#### [Document text]
━━━━━━━━━━━━━━━━━━━━
1.
This morning we’ve read
from the very first verses of Mark’s gospel, the very beginning of Mark’s story
about Jesus. It’s obviously the story of
Jesus’ own baptism, his own ‘coming out’ if you will. And the voice from heaven that showers him in
love, grace and God’s delight.
This is where the Christian
story begins, ends and begins again: in love, grace and God’s delight. Not just for Jesus, but for every one of
us. So maybe you sit here this morning
at some kind of strange crossroads.
Maybe you sit here this morning at the end of something in your life, or
the beginning of some new disorienting chapter.
Maybe you can’t tell the endings from the beginnings anymore.
The Gospel says that you
are chosen just as Jesus is chosen. Whatever
the crossroads may be. The Gospel says
that you are beloved just as Jesus is beloved.
Wherever the crossroads may be. The
Gospel says that God wants to work through you just as God wants to work through
Jesus. A voice from heaven showers you
too in love. “We are little people,”
said Henri Nouwen years ago, “but if we believe that we are chosen, that we are
blessed, that we are broken—to be given, then we can trust that our life will
bear fruit. It will multiply.”
We are chosen, we are
blessed, we are broken. To be
given. And that’s where the Christian
story begins, ends and begins again.
Jesus coming up out of the water, the heavens torn apart in joy and
gladness, and a voice showering him and us and all creation in love.
2.
But I want to fast-forward now
to the middle of Mark’s story, to what some even call its ‘epicenter,’ a critical
exchange between Jesus and his disciples.
And, as I say, it happens at the very midpoint of Mark’s sixteen chapter
gospel. Chapter Eight.
You’ll remember that Jesus
begins to teach the disciples about suffering and love, and all the ways love
requires suffering and patience and humility.
━━━━━━━━━━━━━━━━━━━━
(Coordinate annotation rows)

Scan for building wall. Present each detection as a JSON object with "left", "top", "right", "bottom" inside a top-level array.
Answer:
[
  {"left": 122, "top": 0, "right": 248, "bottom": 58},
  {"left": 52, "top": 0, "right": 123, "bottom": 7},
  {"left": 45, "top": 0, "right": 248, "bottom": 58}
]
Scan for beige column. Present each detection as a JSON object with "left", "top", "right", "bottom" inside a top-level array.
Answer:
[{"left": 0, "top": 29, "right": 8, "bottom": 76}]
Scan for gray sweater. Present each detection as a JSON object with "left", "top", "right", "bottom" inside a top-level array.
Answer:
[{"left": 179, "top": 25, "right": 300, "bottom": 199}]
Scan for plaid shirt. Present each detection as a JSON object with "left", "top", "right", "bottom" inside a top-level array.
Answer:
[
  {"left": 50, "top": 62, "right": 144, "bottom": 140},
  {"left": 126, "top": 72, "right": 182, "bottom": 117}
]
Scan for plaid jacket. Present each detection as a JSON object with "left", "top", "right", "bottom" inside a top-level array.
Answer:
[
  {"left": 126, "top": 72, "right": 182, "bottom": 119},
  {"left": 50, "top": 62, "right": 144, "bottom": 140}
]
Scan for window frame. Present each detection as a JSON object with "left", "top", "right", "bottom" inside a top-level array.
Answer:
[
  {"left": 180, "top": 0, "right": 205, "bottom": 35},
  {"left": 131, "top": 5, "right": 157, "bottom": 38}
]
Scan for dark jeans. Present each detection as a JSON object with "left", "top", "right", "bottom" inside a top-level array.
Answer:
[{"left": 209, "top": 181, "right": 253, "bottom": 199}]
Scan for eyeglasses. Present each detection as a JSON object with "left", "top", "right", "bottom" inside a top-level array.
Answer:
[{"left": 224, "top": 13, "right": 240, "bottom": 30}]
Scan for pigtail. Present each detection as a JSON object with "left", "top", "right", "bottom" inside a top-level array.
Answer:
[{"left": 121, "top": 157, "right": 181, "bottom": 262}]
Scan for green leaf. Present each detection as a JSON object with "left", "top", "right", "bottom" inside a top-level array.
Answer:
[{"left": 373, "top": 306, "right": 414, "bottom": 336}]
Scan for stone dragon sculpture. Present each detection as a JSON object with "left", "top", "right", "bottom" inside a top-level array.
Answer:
━━━━━━━━━━━━━━━━━━━━
#### [Work instructions]
**a.** Answer these questions from the sermon on Mark's gospel:
(i) What story do the first verses of Mark's gospel tell, according to the sermon?
(ii) Who is quoted as saying "We are little people"?
(iii) In which chapter of Mark does the sermon place the midpoint of the gospel?
**b.** Write a continuation of the sermon on Mark's gospel, starting right after its last sentence.

#### [Final answers]
**a.**
(i) The story of Jesus' own baptism.
(ii) Henri Nouwen.
(iii) Chapter Eight.

**b.**
And you’ll remember too that Peter speaks out for his friends and Peter
just can’t fathom what Jesus is saying.
They’ve been on this magical ride: healing the sick and feeding the
masses and challenging the powers that be.
And Peter’s happy to be on Jesus’ side, happy to be on the side of
righteousness at last, happy to be with one so thoroughly good and right and
chosen. So the story says that Peter
rebukes Jesus, that he takes Jesus aside and rebukes him for all his talk about
suffering and patience and humility.
It’s a key moment in Mark’s
gospel. Because, you see, there’s a
temptation, when we’re chosen, to believe we don’t have to hurt, we don’t have
to suffer, we don’t also have to be broken.
There’s a temptation, when we’re chosen, to believe we have answers no
one else will ever have, to believe that we get to say how the world works
now. And Peter falls, and falls kind of
hard, for that temptation. He’s happy at
last to call himself ‘saved’ and tell off the soldiers of empire and captains
of industry. He’s proud to imagine a
whole new world where the last are finally first and the first are forever
last. And he’s right there with Jesus calling
all the shots. Peter falls hard for that
temptation.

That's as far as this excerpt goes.